__Short task__
List every line of the data that contains the string "hand".

__Data supplied__
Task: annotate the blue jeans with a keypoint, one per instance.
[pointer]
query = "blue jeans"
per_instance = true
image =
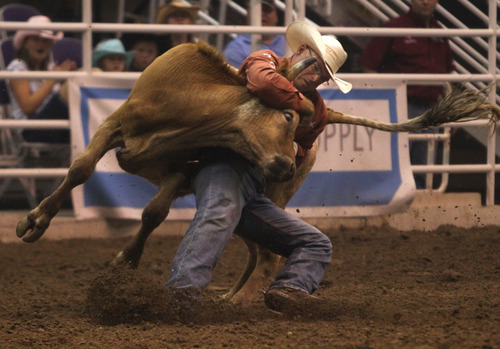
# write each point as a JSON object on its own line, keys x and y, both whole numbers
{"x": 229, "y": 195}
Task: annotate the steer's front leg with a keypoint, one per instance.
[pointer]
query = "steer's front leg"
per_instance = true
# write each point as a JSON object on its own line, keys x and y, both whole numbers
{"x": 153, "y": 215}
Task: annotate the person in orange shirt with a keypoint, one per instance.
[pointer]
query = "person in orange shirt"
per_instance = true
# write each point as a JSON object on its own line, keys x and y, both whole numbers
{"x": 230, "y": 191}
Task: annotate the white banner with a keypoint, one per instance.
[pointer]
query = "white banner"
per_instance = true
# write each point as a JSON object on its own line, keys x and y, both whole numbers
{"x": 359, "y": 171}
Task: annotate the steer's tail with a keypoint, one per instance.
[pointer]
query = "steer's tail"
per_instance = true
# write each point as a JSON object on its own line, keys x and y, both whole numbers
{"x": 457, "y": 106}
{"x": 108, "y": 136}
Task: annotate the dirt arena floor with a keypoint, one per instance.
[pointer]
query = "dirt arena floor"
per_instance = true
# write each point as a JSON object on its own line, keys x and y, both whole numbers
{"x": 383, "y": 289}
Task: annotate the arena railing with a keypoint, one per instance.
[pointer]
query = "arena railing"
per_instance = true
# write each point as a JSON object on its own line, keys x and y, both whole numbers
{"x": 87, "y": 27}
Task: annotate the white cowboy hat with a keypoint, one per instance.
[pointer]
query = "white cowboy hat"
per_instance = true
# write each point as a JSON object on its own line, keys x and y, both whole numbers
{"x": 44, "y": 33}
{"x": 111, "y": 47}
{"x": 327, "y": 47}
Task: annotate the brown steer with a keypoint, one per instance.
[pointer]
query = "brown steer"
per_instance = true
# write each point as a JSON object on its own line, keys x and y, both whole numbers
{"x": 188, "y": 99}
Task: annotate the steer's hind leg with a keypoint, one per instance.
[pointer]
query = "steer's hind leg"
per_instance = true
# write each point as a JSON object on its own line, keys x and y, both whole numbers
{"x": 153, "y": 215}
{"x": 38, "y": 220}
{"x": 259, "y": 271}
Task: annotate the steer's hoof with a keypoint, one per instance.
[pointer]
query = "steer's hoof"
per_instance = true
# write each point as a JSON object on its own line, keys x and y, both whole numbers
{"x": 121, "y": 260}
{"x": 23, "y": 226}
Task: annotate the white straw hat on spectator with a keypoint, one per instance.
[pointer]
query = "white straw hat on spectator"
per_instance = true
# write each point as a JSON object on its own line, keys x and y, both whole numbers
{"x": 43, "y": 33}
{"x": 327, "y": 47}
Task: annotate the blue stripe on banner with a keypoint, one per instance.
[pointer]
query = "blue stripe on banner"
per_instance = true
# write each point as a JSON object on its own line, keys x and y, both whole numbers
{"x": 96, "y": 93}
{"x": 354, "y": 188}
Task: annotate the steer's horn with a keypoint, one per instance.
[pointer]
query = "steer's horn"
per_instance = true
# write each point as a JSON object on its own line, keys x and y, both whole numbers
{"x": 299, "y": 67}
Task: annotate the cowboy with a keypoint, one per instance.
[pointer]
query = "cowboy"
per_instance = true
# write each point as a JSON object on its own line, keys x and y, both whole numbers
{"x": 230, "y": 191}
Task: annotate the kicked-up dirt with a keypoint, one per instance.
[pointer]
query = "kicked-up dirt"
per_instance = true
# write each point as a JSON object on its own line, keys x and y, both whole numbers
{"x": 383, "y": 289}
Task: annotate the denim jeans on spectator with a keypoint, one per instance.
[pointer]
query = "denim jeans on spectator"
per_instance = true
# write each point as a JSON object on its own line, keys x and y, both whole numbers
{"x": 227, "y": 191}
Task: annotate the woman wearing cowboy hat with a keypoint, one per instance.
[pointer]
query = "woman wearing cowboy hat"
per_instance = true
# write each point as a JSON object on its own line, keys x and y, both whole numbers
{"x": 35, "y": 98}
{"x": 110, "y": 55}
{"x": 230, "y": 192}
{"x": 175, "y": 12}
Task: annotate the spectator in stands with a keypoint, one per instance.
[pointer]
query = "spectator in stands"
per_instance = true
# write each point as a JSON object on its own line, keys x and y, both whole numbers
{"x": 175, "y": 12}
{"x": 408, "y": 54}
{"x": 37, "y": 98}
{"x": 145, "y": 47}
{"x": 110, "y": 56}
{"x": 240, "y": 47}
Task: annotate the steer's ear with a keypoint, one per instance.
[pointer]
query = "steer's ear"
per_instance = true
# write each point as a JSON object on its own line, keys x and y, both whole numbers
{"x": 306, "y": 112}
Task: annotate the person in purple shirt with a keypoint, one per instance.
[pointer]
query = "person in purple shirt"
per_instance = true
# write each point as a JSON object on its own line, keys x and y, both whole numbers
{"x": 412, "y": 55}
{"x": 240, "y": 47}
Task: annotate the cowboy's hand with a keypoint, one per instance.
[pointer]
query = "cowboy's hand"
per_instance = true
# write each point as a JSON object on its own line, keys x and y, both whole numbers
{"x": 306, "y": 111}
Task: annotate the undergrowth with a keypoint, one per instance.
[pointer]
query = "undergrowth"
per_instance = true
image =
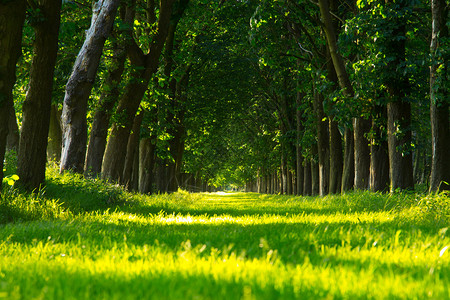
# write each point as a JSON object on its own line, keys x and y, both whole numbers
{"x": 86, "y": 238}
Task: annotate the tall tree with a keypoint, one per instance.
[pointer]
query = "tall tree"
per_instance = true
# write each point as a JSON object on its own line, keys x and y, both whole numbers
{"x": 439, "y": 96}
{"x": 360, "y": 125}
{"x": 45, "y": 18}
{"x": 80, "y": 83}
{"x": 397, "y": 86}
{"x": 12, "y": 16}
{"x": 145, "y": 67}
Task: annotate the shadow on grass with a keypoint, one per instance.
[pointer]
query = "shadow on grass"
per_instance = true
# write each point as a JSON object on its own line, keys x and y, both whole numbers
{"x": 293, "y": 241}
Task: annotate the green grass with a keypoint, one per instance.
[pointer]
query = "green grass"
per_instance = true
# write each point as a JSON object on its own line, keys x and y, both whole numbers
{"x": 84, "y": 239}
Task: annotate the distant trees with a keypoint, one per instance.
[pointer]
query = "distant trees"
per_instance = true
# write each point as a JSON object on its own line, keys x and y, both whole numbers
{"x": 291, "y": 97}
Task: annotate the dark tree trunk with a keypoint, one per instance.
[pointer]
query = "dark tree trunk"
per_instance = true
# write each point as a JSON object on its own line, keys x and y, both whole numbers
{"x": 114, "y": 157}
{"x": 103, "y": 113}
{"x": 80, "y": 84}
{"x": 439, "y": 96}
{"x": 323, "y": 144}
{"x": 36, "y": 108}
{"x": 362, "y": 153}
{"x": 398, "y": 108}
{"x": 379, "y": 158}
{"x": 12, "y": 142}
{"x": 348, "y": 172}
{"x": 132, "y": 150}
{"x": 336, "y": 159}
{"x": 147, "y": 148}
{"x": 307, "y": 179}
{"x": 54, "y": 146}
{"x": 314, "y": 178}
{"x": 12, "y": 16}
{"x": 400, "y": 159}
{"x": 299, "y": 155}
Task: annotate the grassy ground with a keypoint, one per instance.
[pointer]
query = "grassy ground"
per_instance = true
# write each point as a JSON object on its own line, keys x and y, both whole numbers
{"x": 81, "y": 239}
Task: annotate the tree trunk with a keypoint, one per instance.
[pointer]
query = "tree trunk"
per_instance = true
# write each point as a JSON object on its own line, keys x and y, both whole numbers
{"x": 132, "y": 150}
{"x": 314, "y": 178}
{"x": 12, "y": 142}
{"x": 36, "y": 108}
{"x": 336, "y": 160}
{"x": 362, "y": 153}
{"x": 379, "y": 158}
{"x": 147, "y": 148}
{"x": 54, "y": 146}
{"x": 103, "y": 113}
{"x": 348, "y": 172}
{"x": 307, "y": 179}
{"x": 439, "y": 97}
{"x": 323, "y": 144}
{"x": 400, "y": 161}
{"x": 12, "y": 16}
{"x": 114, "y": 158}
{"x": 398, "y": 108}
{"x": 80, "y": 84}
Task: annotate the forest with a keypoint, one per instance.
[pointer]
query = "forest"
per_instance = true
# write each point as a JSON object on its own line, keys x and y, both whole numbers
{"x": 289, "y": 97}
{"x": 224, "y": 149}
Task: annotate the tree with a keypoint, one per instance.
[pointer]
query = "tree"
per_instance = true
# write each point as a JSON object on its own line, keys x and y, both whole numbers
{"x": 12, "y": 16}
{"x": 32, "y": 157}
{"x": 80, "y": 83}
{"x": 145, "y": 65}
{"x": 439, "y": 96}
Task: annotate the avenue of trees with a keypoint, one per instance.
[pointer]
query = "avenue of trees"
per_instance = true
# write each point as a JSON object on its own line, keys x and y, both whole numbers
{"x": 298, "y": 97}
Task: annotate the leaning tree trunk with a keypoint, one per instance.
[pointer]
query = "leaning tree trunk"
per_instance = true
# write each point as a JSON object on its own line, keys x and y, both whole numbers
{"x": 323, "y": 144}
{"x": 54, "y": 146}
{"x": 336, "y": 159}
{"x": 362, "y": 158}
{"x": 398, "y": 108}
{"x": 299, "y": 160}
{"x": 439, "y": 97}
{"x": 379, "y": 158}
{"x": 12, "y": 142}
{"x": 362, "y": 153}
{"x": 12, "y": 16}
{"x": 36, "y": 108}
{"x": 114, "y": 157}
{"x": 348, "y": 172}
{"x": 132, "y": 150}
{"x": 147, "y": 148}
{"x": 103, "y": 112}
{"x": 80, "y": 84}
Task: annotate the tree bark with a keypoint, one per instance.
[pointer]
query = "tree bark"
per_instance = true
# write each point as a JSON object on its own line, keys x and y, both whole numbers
* * *
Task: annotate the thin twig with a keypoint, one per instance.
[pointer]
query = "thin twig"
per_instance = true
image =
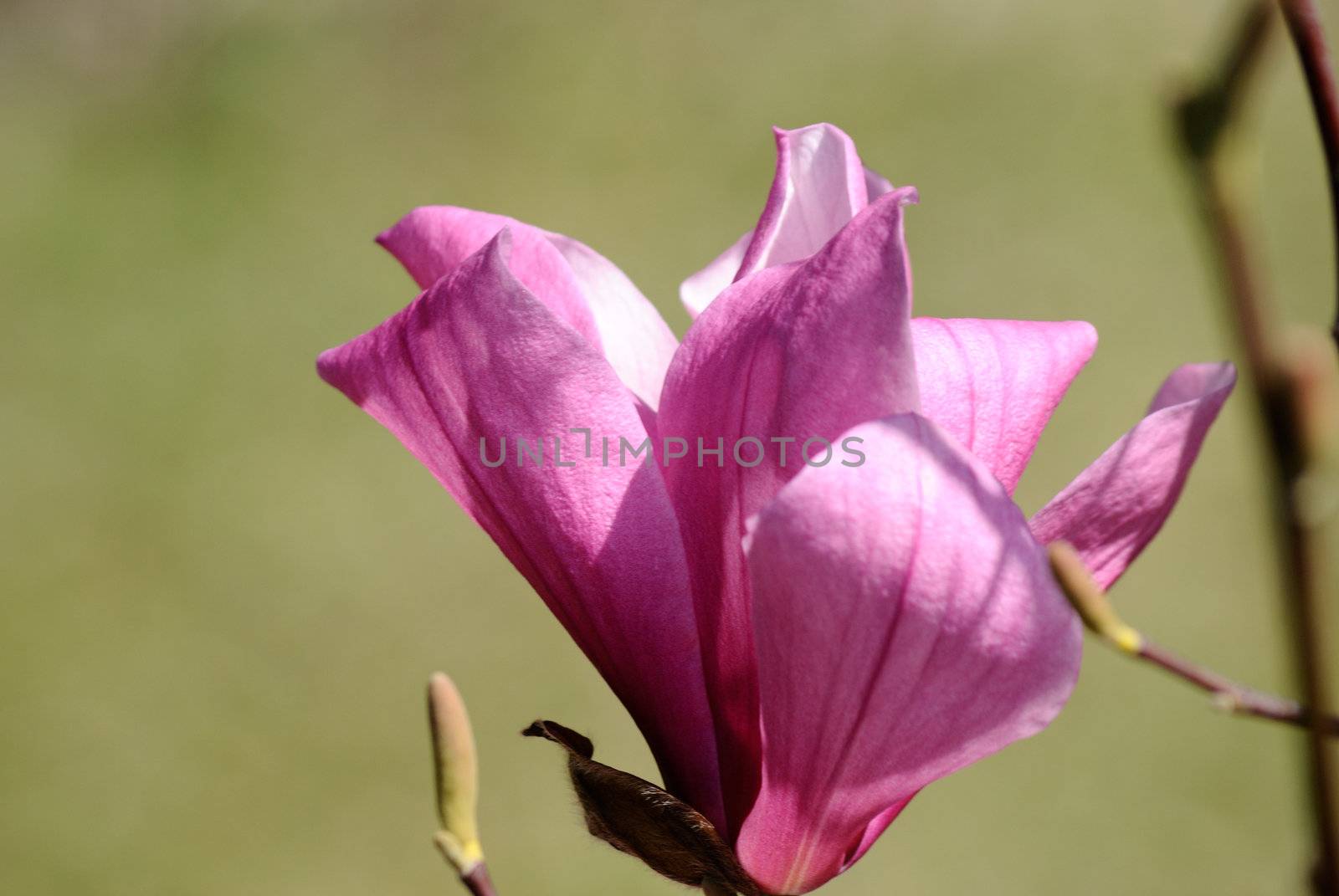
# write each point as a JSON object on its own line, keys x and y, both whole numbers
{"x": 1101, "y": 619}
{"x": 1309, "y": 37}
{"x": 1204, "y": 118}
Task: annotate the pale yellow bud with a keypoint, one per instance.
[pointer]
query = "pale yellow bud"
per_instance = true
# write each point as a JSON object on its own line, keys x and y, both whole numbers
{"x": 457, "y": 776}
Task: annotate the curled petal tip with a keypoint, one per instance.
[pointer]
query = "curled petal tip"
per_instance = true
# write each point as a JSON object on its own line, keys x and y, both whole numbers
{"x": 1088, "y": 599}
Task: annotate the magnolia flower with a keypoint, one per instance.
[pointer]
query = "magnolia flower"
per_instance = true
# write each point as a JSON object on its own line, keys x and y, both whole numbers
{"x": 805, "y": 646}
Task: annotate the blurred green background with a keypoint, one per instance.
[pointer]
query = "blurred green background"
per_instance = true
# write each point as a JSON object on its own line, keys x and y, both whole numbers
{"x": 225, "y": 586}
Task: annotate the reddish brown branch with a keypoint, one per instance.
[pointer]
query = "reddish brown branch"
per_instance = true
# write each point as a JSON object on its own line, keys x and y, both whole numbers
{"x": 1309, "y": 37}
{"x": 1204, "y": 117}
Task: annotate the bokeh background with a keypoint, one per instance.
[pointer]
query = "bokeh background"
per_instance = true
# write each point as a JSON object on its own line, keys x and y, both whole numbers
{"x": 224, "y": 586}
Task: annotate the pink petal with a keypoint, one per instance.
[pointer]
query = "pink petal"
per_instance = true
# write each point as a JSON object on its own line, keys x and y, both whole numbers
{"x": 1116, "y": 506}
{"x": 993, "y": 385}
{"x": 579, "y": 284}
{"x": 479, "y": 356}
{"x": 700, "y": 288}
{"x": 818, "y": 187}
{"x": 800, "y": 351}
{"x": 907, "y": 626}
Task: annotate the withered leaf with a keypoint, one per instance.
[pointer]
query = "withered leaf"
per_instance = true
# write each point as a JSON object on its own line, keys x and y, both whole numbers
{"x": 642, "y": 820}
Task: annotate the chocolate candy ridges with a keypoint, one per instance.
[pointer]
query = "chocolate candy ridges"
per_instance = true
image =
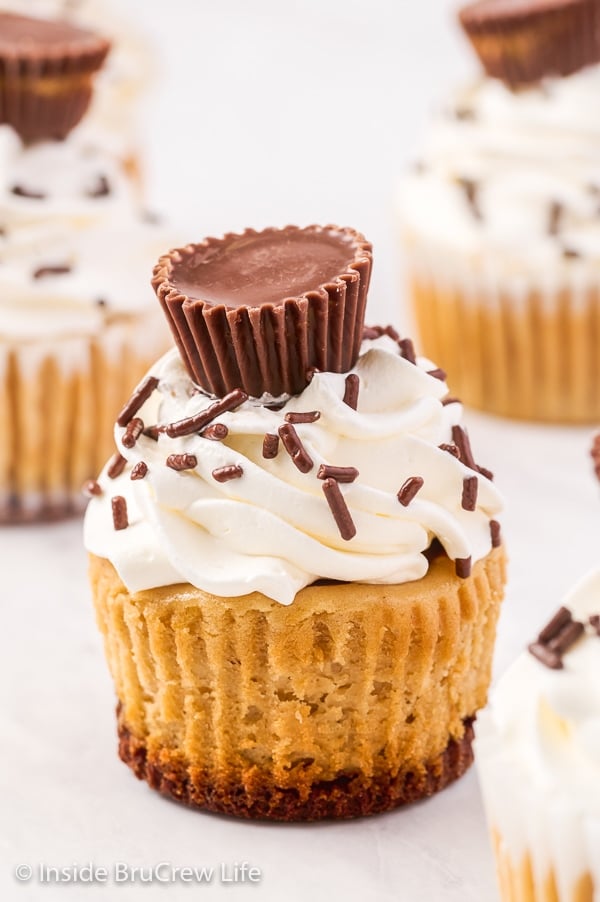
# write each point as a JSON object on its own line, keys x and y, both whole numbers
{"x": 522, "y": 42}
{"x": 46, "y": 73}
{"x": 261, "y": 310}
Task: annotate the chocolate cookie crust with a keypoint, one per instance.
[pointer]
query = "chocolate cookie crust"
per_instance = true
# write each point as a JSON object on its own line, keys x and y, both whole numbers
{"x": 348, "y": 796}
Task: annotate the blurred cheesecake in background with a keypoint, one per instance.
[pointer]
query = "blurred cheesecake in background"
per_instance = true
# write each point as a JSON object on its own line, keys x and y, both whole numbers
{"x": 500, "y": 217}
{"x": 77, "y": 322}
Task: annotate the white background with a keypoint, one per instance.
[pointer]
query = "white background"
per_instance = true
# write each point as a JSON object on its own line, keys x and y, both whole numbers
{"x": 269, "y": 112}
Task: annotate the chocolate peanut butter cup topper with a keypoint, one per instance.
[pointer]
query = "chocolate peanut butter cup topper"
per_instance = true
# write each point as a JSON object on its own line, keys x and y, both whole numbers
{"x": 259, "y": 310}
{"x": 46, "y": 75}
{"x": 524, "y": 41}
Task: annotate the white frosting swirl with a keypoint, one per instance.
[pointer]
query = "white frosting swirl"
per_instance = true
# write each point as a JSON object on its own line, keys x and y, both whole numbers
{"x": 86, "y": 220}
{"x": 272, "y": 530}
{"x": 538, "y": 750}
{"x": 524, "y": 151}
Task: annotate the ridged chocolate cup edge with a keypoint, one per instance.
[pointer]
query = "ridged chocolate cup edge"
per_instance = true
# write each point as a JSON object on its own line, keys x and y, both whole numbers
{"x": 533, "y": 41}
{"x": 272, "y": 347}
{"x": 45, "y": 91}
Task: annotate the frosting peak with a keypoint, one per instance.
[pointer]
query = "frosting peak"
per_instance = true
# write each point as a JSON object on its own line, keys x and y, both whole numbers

__Response for this exercise__
Task: annotate the cowboy's hand with a keypoint, one per instance.
query = "cowboy's hand"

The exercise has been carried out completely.